Consigne: Les affirmations suivantes concordent-elles avec la critique de Ted ? Répondez à chacune par oui ou non, en citant mot pour mot le passage décisif : (a) John Bennett a huit ans lorsque son ours en peluche s’anime ; (b) Ralph Bakshi a porté Fritz le Chat au cinéma en 1994 ; (c) selon la critique, le rire du film devrait bien vieillir.

*** Texte de la page

Ted,
de Seth MacFarlane (2012).
Il n’y a pas loin d’une vingtaine
d’années maintenant que sont apparues les premières comédies bêtes et potaches
(mais pas méchantes pour deux sous) des frères Farrelly (Dumb and Dumber en 1994), suivies aussitôt par celles, tout aussi
lourdes et vulgaires (les avis sont partagés sur ce dernier point), de Judd
Apatow. Sans doute est-ce bien de ce côté-là que Seth McFarlane a été chercher
son inspiration pour Ted, mais en
partie seulement. Car, l’anthropomorphisme de l’ours en peluche aidant, il est
difficile de ne pas voir se profiler à l’arrière-plan (MacFarlane venant lui-même du dessin animé)
les silhouettes de Garfield, le chat paresseux imaginé par Jim Davis, et
surtout de Fritz le Chat, héros, dans les années 60, des bandes dessinées undergrounds de Robert Crumb, adaptées
au cinéma en 1972 par Ralph Bakshi
-- le premier film d’animation classé
X et interdit aux enfants.
Ted, je parle de l’ours en peluche
lui-même, n’a rien non plus d’un objet qu’il serait recommandé de mettre entre
des mains juvéniles, même si toute l’histoire commence à la façon d’un conte de
Noël (parodique certes) avec l’ours en peluche du petit John Bennett, huit ans,
qui s’anime et se met à marcher pour
devenir son « meilleur ami pour la vie ». L’affaire se corse
sérieusement quand, en grandissant, ou plutôt en vieillissant, Ted en vient à
mener une vie de patachon, jurant,
draguant, buvant et entretenant avec le plus grand soin son « matos pour
fumette ». John, lui, bien que devenu adulte en apparence (c’est Mark
Wahlberg, impeccable), se refuse en fait à grandir et préfère buller avec Ted
en regardant Flash Gordon dans la
version kitschissime de Mike Hodges
-- eh oui, le réalisateur de
l’excellent Get Carter (La Loi du milieu, 1971) : comme
disait l’autre, personne n’est parfait et il faut bien vivre.
Difficile dans ces conditions de
mener une vie d’adulte, et à trente-cinq ans, John n’est guère plus qu’un
marmot monté en graine vivant dans un monde de rigolade permanente. C’est avec
une délectation non dissimulée que, bien épaulé par son teddy bear, il cultive une régression infantile qui le ramène au
stade anal : on imagine sans peine les échanges et les péripéties qui
s’ensuivent, dans un registre pipi-caca-boudin très affirmé. Tout cela
fonctionne plutôt bien et si quelques saillies ( !) tombent parfois à
plat, on rit assez souvent, emporté par un délire verbal très inventif que les
sous-titres ont d’ailleurs quelque peine à suivre. Du lourd, assurément, assez
drôle cependant -- d’un rire qu’on pourrait qualifier
« d’époque » mais qui, craignons-le, risque de s’éroder très vite et
de mal vieillir.

******
*** Entrées fournies

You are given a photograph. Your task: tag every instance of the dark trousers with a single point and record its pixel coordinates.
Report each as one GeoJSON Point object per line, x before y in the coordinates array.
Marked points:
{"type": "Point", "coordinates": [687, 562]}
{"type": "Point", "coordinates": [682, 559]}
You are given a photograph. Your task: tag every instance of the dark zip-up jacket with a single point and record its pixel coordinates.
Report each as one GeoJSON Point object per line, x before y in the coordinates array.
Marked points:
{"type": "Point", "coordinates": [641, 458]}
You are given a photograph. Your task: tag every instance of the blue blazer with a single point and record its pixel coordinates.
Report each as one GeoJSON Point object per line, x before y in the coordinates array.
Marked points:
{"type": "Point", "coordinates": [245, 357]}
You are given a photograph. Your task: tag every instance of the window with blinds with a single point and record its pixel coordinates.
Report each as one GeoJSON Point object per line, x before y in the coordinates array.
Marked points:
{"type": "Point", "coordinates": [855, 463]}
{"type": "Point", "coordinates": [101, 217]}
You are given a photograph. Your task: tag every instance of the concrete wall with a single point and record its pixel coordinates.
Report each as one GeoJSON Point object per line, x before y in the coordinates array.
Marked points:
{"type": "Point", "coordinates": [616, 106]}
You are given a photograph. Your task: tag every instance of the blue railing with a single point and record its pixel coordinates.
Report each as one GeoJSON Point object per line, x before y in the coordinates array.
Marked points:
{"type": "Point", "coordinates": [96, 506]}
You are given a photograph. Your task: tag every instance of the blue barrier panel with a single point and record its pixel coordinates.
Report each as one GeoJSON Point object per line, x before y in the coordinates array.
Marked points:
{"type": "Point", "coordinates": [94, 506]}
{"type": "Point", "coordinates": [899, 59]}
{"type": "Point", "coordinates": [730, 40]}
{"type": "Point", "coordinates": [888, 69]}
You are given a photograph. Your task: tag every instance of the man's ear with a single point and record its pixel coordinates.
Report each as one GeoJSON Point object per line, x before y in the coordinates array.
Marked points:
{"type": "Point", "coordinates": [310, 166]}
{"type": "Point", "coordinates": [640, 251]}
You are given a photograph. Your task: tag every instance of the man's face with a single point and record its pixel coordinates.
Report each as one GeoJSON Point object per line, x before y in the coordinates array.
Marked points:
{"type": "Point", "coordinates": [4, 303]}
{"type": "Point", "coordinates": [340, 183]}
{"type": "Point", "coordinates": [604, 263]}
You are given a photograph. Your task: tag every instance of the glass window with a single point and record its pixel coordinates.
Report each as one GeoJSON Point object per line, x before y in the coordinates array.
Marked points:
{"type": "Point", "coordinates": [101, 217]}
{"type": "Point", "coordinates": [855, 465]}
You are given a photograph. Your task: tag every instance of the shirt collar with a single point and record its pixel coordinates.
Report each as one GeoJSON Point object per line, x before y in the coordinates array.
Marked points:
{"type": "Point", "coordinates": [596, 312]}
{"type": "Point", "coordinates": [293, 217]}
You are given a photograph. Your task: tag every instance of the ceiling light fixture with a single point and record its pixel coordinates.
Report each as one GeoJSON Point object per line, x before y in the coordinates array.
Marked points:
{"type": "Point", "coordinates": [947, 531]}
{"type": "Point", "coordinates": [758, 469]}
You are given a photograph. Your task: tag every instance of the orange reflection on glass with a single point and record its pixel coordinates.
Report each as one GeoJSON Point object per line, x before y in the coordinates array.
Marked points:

******

Résultat:
(a) Oui : « l’ours en peluche du petit John Bennett, huit ans ».
(b) Non : « adaptées au cinéma en 1972 par Ralph Bakshi ».
(c) Non : « risque de s’éroder très vite et de mal vieillir ».